## WHAT YOU WILL DO
Render all of the material below as a two-column CSV with the headers request and box, one row per request, each field in quotes and any line breaks turned into spaces. Leave the pictures out.

Box annotations for the photos
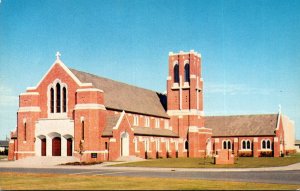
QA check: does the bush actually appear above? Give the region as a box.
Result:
[260,151,273,157]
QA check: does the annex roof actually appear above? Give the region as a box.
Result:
[205,114,278,137]
[70,69,169,118]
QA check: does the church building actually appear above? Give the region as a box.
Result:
[9,50,296,161]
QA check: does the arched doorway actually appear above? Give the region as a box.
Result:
[41,138,46,156]
[52,137,61,156]
[67,138,73,156]
[121,132,129,156]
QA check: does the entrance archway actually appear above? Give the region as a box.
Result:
[67,138,73,156]
[121,132,129,156]
[41,138,46,156]
[52,137,61,156]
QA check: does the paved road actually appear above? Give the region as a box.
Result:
[0,167,300,185]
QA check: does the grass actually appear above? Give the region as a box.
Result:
[0,173,300,190]
[112,154,300,168]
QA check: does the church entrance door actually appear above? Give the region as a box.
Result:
[52,137,61,156]
[121,132,129,156]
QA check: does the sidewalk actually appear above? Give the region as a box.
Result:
[0,158,300,172]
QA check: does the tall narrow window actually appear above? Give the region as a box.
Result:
[184,64,190,82]
[24,122,27,141]
[81,121,84,140]
[247,141,251,149]
[223,141,227,149]
[63,87,67,112]
[184,141,189,150]
[267,140,271,149]
[56,83,61,113]
[50,88,54,113]
[174,64,179,83]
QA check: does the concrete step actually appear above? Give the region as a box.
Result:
[14,156,79,166]
[116,156,146,162]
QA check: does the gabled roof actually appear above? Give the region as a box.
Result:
[205,114,278,137]
[70,69,169,118]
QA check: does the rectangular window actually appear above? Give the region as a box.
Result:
[24,122,27,141]
[133,115,139,126]
[81,121,84,140]
[145,117,150,127]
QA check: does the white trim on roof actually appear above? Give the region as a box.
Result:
[27,59,85,90]
[76,88,103,92]
[20,92,40,96]
[18,107,41,112]
[74,103,106,110]
[113,110,125,129]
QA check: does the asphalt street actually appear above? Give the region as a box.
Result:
[0,167,300,185]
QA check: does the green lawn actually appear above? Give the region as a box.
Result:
[0,173,300,190]
[0,155,7,160]
[113,154,300,168]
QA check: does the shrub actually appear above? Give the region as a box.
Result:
[238,151,253,157]
[260,151,273,157]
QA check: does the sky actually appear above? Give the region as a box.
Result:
[0,0,300,139]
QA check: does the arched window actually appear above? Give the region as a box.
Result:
[184,141,189,150]
[267,140,271,149]
[174,64,179,83]
[242,141,246,149]
[227,141,231,149]
[184,64,190,82]
[242,140,251,150]
[223,141,227,149]
[261,140,271,149]
[223,140,231,149]
[63,87,67,112]
[56,83,61,113]
[50,88,54,113]
[133,115,139,126]
[262,140,266,149]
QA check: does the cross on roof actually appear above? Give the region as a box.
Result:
[56,52,61,60]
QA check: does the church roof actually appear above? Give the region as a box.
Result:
[102,114,178,137]
[134,127,178,137]
[70,69,169,118]
[205,114,278,137]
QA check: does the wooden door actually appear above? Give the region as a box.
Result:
[67,138,73,156]
[52,137,61,156]
[41,138,46,156]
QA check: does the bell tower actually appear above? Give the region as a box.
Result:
[167,50,211,157]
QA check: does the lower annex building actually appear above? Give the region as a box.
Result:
[9,50,295,161]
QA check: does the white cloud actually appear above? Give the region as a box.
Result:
[204,83,274,95]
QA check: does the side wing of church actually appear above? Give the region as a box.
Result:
[9,51,296,161]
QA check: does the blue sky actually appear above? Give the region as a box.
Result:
[0,0,300,139]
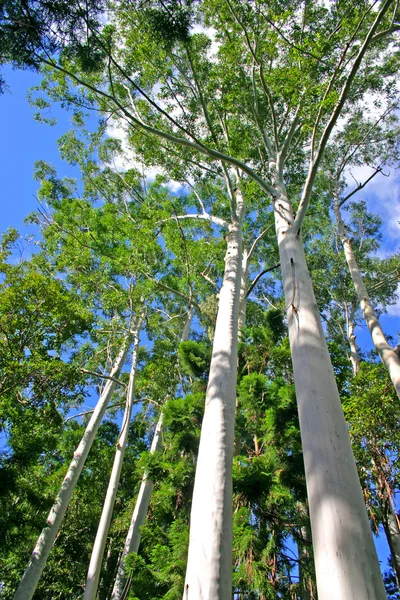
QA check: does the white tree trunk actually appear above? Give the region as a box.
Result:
[372,464,400,589]
[383,498,400,589]
[183,191,244,600]
[111,413,163,600]
[274,176,386,600]
[111,307,194,600]
[347,320,360,376]
[335,194,400,399]
[14,338,130,600]
[83,317,143,600]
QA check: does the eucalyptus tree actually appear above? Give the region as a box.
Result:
[111,306,194,600]
[3,0,399,599]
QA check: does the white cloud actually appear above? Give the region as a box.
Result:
[386,283,400,318]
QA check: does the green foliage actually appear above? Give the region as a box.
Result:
[178,340,211,379]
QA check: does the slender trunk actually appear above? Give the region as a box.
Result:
[111,306,194,600]
[14,338,130,600]
[274,173,386,600]
[347,319,360,376]
[383,494,400,589]
[238,248,249,337]
[372,458,400,589]
[111,413,163,600]
[183,191,244,600]
[84,317,143,600]
[297,503,316,600]
[335,193,400,399]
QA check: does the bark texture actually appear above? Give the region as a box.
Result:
[83,324,143,600]
[14,338,130,600]
[111,307,194,600]
[274,169,386,600]
[335,194,400,399]
[183,191,244,600]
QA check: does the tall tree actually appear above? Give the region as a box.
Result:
[2,0,398,599]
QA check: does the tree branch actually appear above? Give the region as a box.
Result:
[246,263,281,296]
[293,0,393,233]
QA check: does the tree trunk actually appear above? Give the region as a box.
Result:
[238,248,249,338]
[335,193,400,399]
[83,317,143,600]
[372,460,400,589]
[297,503,317,600]
[14,338,130,600]
[274,181,386,600]
[183,190,244,600]
[111,413,163,600]
[111,307,194,600]
[383,497,400,589]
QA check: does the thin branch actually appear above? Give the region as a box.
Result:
[64,400,129,425]
[161,213,229,228]
[246,263,281,296]
[339,166,382,208]
[43,59,276,196]
[79,369,127,388]
[247,225,272,261]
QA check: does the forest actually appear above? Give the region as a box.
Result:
[0,0,400,600]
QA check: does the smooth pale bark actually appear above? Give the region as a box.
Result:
[111,307,194,600]
[372,460,400,589]
[14,337,130,600]
[239,248,249,337]
[83,316,143,600]
[335,194,400,399]
[272,165,386,600]
[111,413,163,600]
[297,503,316,600]
[347,320,360,376]
[383,494,400,589]
[183,191,244,600]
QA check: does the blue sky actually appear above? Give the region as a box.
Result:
[0,68,400,567]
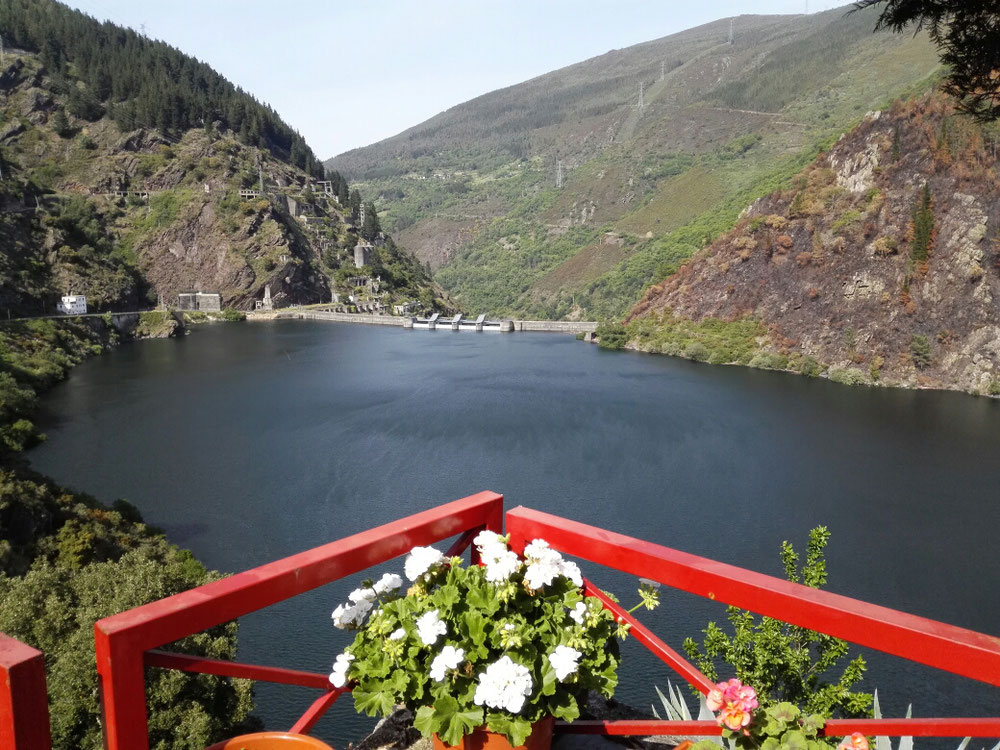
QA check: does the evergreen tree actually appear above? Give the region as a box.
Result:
[854,0,1000,122]
[52,107,73,138]
[361,201,382,242]
[910,182,934,264]
[351,188,361,221]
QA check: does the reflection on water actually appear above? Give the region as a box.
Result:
[31,321,1000,747]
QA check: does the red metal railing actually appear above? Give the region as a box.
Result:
[506,507,1000,737]
[0,633,52,750]
[94,492,1000,750]
[94,492,503,750]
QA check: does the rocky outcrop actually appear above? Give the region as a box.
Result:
[629,95,1000,393]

## PROBLEM SOLUTION
request,box
"QA check: does the bush actually appear above? Give the region as a box. Result:","[260,151,273,157]"
"QA check: does the annex roof actually appear above? Give the region as a box. Result:","[205,114,278,137] [70,69,169,118]"
"QA check: does the church building actually appear above? Give the region as a box. Result:","[9,50,296,161]"
"QA check: does the arched doorway actually appear above? Give the region as a box. Result:","[41,138,46,156] [52,137,61,156] [67,138,73,156] [121,132,129,156]"
"QA check: does the entrance archway actually appear above? Give the region as a box. Result:","[67,138,73,156] [121,132,129,156] [41,138,46,156] [52,137,61,156]"
"QA check: does the paved road actually appear above? Give the region as a box. Result:","[0,167,300,185]"
"QA check: does the grass actually appear above? Give the region as a box. Result:","[0,173,300,190] [112,154,300,168]"
"QA check: does the church entrance door actually appear above? Give the region as a box. Result:","[52,137,61,156] [121,132,129,156]"
"QA check: does the sidewalk actually appear above? Give the region as a box. Result:","[0,158,300,172]"
"QA check: does the tall narrow window actually appear above? Give the region as a box. Result:","[184,64,190,82] [24,122,27,141] [81,121,84,140] [247,141,251,149] [223,141,227,149] [63,87,67,112] [184,141,189,150] [267,140,271,149] [56,83,61,113] [50,88,54,113] [174,64,179,83]"
"QA check: does the concrete step actually appear above? Give the region as a box. Result:","[14,156,79,166] [116,156,146,162]"
"QA check: does the gabled roof actually appear above? Give the region as a box. Result:","[205,114,278,137] [70,69,169,118]"
"QA check: does the rectangular window actually appear above? Give the region as a box. Result:","[24,122,27,141] [133,115,139,126] [81,121,84,140] [145,117,150,127]"
"QA check: does the white trim on roof actually appear above? Give the region as a box. Result:","[27,59,85,90] [76,88,103,92] [20,92,40,96] [18,107,41,112] [74,103,106,110] [113,110,125,129]"
"QA check: does the asphalt street actually appear above? Give the region as a box. Result:","[0,167,300,185]"
"QA check: does the green lawn actually appear above? Give the region as a box. Result:","[0,173,300,190] [0,155,7,160] [113,154,300,168]"
"QA check: does the shrub actually appear above? Give the region as a box. Result:","[238,151,253,157] [260,151,273,157]"
"QA check: does the sky actually appear above? Give the region as a box. Result:","[0,0,300,139]"
"QA check: does the arched window actually appear above? Give the region as a box. Result:","[184,141,189,150] [267,140,271,149] [174,64,179,83] [242,141,246,149] [227,141,231,149] [184,64,190,82] [242,140,251,150] [223,141,227,149] [261,140,271,149] [223,140,231,149] [63,87,67,112] [56,83,61,113] [50,88,54,113] [133,115,139,126] [262,140,266,149]"
"QA check: does the cross on roof actually appear above? Give the region as a box. Result:","[56,52,61,60]"
"QA check: does the church roof actually appear above? Give the region as a box. Result:","[102,114,178,137] [134,127,178,137] [70,69,169,118] [205,114,278,137]"
"QA check: does the wooden door actually appear above? Give the region as a box. Result:","[67,138,73,156] [52,137,61,156] [41,138,46,156]"
"QA check: does the bell tower actually appear above? Give the region as a box. Result:","[167,50,211,157]"
"QA check: does the lower annex building actually appear above? Give the region as a box. Result:","[9,50,295,161]"
"QA check: does the white cloud actually appear above? Give the region as a box. Result:","[204,83,274,95]"
"QA check: does the side wing of church actually appear above? Give the region as a box. Result:","[9,51,296,161]"
"QA check: does the blue sky actually appear above? Give the region as a box. Result:","[0,0,300,139]"
"QA check: does the white tree trunk actually appear above? Give the region as a box. Result:","[372,464,400,589] [383,498,400,589] [183,191,244,600] [111,413,163,600] [274,176,386,600] [111,307,194,600] [347,320,360,376] [335,194,400,399] [14,338,130,600] [83,317,143,600]"
"QA check: does the eucalyptus tree actually appear above? Give the region as a box. Result:","[111,306,194,600] [3,0,399,599]"
"QA check: does the white cloud actually appear above? Give the region as a box. Result:","[386,283,400,318]"
"QA check: does the green foliage actually appear above? Give the region as a box. Result:","[178,340,211,379]"
"QA check: does the slender trunk actually appear above? Give the region as a box. Result:","[111,306,194,600] [14,338,130,600] [274,173,386,600] [347,319,360,376] [383,494,400,589] [238,248,249,337] [372,458,400,589] [111,413,163,600] [183,191,244,600] [84,317,143,600] [297,503,316,600] [335,193,400,399]"
"QA check: does the bark texture actually appear above? Give the region as a box. Result:","[83,324,143,600] [14,338,130,600] [111,307,194,600] [274,169,386,600] [335,194,400,399] [183,191,244,600]"
"QA check: does the tall tree actually appear above? Give the region as a box. Result:","[2,0,398,599]"
"QA check: does the tree branch actually appear above? Give the region as a box. Result:","[246,263,281,296] [293,0,393,233]"
"QA check: does the tree trunk actually appear above? Give the region as a box. Result:","[238,248,249,338] [335,193,400,399] [83,317,143,600] [372,460,400,589] [297,503,317,600] [14,338,130,600] [274,181,386,600] [183,190,244,600] [111,413,163,600] [111,307,194,600] [383,497,400,589]"
"QA check: does the thin branch actually appear above? Give the region as a box. Result:","[64,400,129,425] [161,213,229,228] [246,263,281,296] [339,166,382,208] [43,59,276,196] [79,369,127,388] [247,225,272,261]"
"QA check: does the forest actually appear above? Give the region as a box. Result:","[0,0,400,600]"
"QA check: does the smooth pale bark actually appear above? Give the region as a box. Result:","[111,307,194,600] [372,460,400,589] [14,337,130,600] [239,248,249,337] [83,316,143,600] [335,194,400,399] [272,165,386,600] [111,413,163,600] [297,503,316,600] [347,320,360,376] [383,494,400,589] [183,191,244,600]"
"QA check: does the blue sky actually appear above? Give the region as a box. Result:","[0,68,400,567]"
"QA check: does the evergreen tree actually appear above? Give the region as a box. Result:","[854,0,1000,122] [52,107,73,138] [361,201,382,242] [910,182,934,264] [351,188,361,221]"
"QA check: does the reflection on water actually appear above? Give the region as a box. Result:","[31,321,1000,747]"
"QA check: does the red metal railing actually appear above? Give the region as a box. Result:","[506,507,1000,737] [0,633,52,750] [94,492,1000,750] [94,492,503,750]"
"QA check: does the rocky outcrop actually appear above? Give the region as a box. Result:","[629,95,1000,393]"